----- Data to use -----

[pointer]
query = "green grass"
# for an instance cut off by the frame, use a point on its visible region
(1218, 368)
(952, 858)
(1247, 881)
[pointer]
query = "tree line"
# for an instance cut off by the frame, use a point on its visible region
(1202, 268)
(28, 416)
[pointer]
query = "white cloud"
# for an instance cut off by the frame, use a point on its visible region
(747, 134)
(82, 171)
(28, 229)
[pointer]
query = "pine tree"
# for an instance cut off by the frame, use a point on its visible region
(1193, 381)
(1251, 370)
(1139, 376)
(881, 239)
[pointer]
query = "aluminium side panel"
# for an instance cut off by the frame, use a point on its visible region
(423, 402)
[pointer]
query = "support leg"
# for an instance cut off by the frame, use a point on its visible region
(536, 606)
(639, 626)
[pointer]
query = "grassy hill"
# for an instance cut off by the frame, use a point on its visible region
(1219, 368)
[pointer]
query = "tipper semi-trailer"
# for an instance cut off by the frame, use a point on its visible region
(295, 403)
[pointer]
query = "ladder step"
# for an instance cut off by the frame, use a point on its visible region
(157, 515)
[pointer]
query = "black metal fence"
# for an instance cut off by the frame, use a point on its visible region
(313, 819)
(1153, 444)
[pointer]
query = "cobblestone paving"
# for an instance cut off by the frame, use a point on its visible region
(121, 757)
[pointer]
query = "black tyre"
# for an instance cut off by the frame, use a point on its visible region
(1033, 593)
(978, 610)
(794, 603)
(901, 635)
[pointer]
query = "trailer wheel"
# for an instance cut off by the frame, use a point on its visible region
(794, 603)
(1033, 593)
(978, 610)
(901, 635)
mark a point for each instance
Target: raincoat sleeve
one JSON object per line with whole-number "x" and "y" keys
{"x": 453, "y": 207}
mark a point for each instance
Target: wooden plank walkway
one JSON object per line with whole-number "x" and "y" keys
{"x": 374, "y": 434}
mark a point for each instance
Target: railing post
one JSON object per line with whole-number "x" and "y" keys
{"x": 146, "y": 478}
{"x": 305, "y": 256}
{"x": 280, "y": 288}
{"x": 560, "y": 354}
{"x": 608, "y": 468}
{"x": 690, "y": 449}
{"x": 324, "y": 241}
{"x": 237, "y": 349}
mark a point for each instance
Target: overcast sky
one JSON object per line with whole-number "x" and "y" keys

-----

→ Task statement
Wherever the word "Target" appears in the listing, copy the line that holds it.

→ Written answer
Target: raincoat sleeve
Target: wooden plank walkway
Target: railing post
Target: overcast sky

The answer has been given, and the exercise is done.